JOB A — In the forum thread on back tension, list each starting position of the bow that da white shoe tried and found didn't work well with back tension.
JOB B — According to the forum thread on back tension, which did aread find more helpful: Larry Wise's Core Archery book or its video?

### SUPPLIED TEXT

# How to startback tension, and when?



## Francesco Villa (Aug 1, 2011)

Hi all, I've been shooting compound with a hinge release for some months now, before that I shot barebow for about one year and half.
One thing I never learned is the use of my back: I've been told "transfer! transfer!" a couple of million times but it's like describing colours to a blindman... I can't understand. Now I switched to compound and started with a hinge release, initially set very slow and used by index finger relaxing while "you learn to use your back". Yeah, very helpful.

One thing I'd like to know is: do you compound shooters start using your back right from the beginning of the draw or is something that you "switch on" after you anchor, or maybe something else?

Thank you
Francesco


----------



## aread (Dec 25, 2009)

The instruction that's helped me the most on back tension comes from Len Cardinale: "the tension of holding is achieved in the back and only in the back. all the rest, hands, arms, shoulders, etc are just hooks and levers".

You will have to use your arms and shoulders during the draw. The idea is to relax the biceps and shoulder tops as soon as possible. 

There is a lot to this. One of the best ways to resources for this is Larry Wise's Core Archery book and video. I found the video to be more helpful than the book.

Back tension is really very simple. Unfortunately, it's hard to understand without working one on one with a coach who actually understands it. And it's nearly impossible to learn unless your bow fits you. 

Do you have a coach available? They don't have to be a compound coach, many of the recurve coaches understand it well enough to get you started.

Hope this helps,
Allen


----------



## da white shoe (Mar 10, 2009)

I've drawn a bow several different ways over the years. 
Started with the bow held high and lowered it as I drew back.
Started with the bow held low, raising it as I drew.
Started with the bow held straight out and drew toward my chest... raising my string hand to my anchor after reaching full draw.

None of these worked very well for me once I started using back tension... and all of them probably introduce some torque before you even reach full draw.
The best way I've found to engage back tension right from the start and keep the arm and shoulder muscles out of the drawing process... as much as is possible anyway, is to start with the bow straight out and pointed at the target. Your bow arm should be locked... just a post to pull against. Now, without all that arm movement, you can draw straight back to your anchor... using mostly just your back muscles. Doing it that way, there really isn't a discernible transition from arm/shoulder power to back power. No switch to throw.

######
### INFORMATION SHOWN

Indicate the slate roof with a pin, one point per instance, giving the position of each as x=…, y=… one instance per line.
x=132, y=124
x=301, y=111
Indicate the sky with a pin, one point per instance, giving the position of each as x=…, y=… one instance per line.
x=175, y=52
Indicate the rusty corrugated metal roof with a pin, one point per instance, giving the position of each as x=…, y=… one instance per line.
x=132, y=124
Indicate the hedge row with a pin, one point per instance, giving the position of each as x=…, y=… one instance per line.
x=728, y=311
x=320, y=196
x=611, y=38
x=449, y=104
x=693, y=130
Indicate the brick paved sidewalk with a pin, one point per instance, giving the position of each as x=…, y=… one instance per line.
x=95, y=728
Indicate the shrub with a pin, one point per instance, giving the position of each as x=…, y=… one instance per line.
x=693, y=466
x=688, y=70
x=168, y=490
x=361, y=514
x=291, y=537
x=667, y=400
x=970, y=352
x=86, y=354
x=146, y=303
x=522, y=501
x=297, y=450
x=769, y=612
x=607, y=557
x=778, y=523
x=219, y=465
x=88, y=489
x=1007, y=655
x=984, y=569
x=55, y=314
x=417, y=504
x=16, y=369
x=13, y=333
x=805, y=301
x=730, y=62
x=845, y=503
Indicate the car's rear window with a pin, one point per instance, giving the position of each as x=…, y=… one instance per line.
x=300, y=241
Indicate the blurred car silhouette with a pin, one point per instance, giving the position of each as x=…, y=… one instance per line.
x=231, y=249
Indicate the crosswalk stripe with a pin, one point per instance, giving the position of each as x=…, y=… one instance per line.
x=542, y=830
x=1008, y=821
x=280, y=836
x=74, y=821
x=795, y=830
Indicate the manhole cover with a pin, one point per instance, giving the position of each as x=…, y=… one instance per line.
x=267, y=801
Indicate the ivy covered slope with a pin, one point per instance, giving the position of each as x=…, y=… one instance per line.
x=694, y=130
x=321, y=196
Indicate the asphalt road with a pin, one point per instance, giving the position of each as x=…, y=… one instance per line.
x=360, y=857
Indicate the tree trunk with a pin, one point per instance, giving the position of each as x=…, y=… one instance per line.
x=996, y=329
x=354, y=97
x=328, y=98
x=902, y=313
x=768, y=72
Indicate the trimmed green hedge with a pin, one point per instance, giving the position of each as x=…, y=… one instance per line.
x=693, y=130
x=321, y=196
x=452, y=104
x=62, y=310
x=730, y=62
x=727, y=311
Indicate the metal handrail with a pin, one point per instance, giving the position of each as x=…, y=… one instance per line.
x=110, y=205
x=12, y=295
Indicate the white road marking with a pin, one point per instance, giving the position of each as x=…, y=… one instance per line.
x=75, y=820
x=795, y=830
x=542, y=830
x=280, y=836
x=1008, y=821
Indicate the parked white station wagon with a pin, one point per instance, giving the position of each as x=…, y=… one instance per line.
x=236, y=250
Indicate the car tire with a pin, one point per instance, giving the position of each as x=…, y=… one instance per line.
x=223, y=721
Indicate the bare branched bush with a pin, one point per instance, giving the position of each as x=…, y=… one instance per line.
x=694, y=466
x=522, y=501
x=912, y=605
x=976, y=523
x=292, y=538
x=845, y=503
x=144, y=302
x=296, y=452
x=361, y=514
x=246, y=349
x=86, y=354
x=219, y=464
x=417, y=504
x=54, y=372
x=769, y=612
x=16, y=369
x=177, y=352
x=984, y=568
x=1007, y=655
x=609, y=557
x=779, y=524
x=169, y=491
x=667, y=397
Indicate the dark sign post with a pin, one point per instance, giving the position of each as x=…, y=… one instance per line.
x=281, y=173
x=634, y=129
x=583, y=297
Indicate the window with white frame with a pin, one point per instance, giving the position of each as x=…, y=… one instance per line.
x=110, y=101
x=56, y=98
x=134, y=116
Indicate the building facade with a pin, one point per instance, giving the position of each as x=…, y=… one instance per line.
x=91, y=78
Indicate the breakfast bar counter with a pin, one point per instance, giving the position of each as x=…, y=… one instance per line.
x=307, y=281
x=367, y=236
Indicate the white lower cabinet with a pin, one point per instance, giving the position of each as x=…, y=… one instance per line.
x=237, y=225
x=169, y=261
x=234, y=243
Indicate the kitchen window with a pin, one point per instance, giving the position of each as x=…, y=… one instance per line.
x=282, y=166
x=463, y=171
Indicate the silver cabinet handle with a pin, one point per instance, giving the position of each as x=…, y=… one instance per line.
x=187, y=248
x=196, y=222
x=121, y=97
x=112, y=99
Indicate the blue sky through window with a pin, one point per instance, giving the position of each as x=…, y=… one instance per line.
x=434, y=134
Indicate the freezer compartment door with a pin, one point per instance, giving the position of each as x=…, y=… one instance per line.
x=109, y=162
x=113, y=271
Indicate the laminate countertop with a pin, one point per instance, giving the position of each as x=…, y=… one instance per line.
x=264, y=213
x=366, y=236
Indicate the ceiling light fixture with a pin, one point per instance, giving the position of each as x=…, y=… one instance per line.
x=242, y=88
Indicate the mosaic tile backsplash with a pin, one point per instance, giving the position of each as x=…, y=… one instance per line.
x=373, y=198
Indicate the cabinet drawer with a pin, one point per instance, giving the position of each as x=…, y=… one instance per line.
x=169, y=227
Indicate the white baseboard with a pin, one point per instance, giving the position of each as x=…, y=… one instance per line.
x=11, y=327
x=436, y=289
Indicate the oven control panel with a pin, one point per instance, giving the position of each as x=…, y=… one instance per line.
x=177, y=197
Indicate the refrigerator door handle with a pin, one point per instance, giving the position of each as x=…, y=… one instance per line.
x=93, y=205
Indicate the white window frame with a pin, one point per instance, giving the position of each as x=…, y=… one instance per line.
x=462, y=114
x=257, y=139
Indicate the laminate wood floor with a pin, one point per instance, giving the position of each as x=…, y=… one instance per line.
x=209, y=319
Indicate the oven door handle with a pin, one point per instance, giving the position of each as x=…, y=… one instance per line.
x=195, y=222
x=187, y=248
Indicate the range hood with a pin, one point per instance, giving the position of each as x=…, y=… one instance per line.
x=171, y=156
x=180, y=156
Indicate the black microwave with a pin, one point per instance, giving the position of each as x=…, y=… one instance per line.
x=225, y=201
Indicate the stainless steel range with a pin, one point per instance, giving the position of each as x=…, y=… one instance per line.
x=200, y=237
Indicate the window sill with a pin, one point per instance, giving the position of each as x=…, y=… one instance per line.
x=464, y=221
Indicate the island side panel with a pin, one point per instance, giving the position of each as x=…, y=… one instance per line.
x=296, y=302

######
### INFORMATION SHOWN

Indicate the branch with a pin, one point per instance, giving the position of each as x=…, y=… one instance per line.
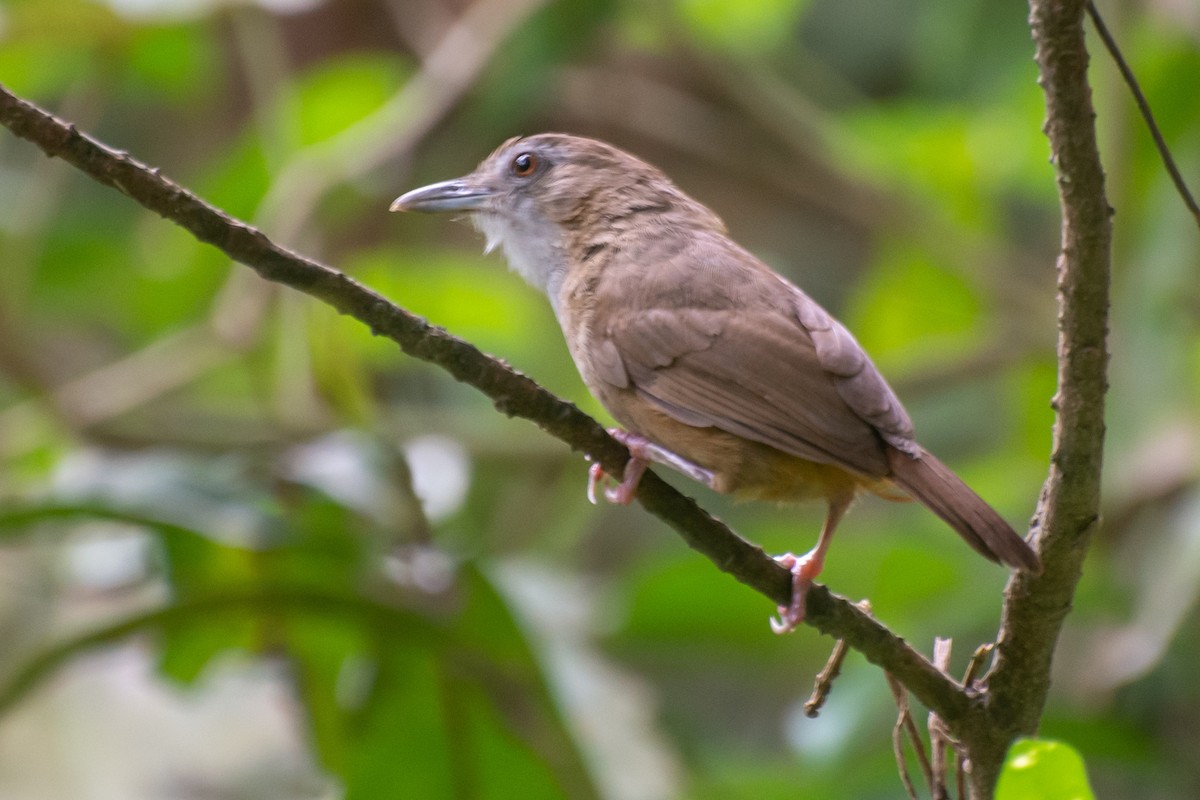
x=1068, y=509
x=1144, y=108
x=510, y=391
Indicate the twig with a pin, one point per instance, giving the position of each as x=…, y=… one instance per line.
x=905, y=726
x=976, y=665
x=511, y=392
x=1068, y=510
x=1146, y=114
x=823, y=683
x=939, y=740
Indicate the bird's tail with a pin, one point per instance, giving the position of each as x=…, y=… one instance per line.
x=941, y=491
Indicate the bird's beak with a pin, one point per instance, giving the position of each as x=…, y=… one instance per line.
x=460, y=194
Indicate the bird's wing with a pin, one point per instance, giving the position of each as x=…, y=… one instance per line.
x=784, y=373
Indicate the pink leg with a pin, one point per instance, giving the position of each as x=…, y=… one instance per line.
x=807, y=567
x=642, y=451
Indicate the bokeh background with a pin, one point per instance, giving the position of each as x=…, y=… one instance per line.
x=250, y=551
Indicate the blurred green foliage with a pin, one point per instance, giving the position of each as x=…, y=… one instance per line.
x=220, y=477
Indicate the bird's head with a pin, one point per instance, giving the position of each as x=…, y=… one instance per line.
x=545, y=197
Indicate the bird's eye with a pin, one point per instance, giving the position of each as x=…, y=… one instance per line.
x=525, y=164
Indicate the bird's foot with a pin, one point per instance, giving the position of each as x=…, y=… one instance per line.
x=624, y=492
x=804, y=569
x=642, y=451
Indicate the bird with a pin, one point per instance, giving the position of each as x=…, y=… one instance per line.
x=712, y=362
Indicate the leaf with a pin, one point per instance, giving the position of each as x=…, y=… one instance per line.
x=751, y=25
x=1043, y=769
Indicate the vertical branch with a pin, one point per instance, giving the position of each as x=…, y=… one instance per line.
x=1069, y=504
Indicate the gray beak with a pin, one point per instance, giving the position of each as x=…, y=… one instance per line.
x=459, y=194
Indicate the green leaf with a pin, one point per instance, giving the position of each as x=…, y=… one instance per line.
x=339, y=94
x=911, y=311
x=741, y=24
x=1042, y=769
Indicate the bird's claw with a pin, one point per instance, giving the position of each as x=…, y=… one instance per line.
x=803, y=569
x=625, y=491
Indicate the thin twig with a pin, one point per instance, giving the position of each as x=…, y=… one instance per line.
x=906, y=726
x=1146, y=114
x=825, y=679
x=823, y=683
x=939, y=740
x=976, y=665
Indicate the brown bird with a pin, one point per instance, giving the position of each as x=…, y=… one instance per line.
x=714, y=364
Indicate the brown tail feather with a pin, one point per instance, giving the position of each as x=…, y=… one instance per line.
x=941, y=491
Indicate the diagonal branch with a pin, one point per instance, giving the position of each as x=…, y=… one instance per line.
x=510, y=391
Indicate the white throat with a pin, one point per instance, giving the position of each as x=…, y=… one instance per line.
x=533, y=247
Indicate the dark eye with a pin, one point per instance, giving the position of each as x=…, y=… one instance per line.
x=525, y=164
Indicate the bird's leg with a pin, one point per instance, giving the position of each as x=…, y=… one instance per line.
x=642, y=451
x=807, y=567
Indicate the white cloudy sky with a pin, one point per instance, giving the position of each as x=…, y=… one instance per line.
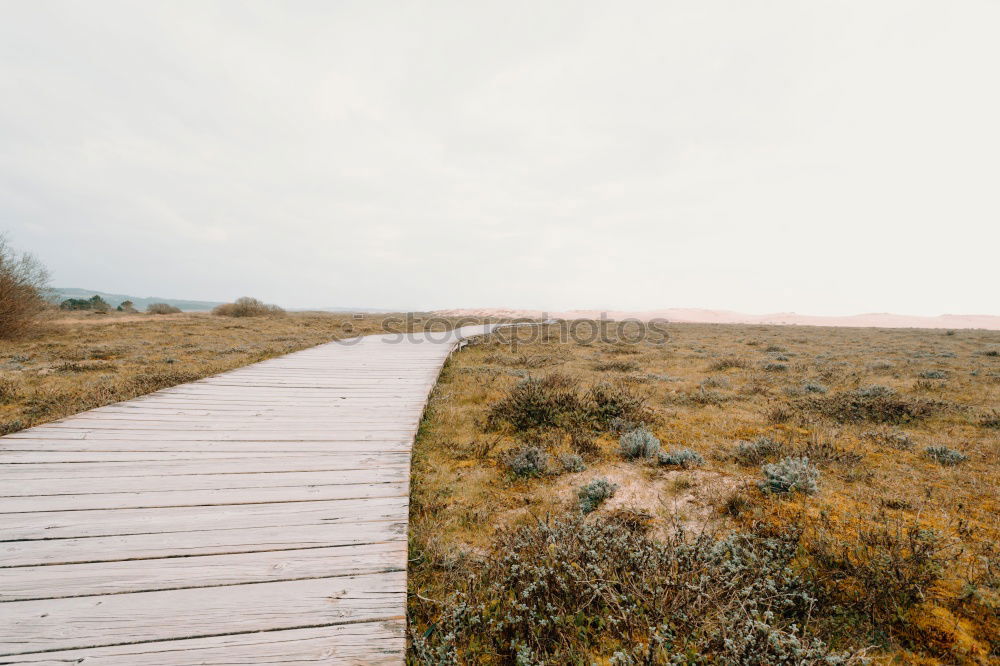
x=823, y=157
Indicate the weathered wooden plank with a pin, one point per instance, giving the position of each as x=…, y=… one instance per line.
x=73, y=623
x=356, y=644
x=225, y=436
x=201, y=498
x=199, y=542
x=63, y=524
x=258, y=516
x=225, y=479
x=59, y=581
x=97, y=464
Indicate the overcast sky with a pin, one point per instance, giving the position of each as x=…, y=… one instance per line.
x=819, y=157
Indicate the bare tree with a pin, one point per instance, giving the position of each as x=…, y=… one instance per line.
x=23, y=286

######

COMPLETE RESPONSE A —
- Bow held high, lowered while drawing back
- Bow held low, raised while drawing
- Bow held straight out, drawing toward the chest, then raising the string hand to anchor after reaching full draw

COMPLETE RESPONSE B — The video.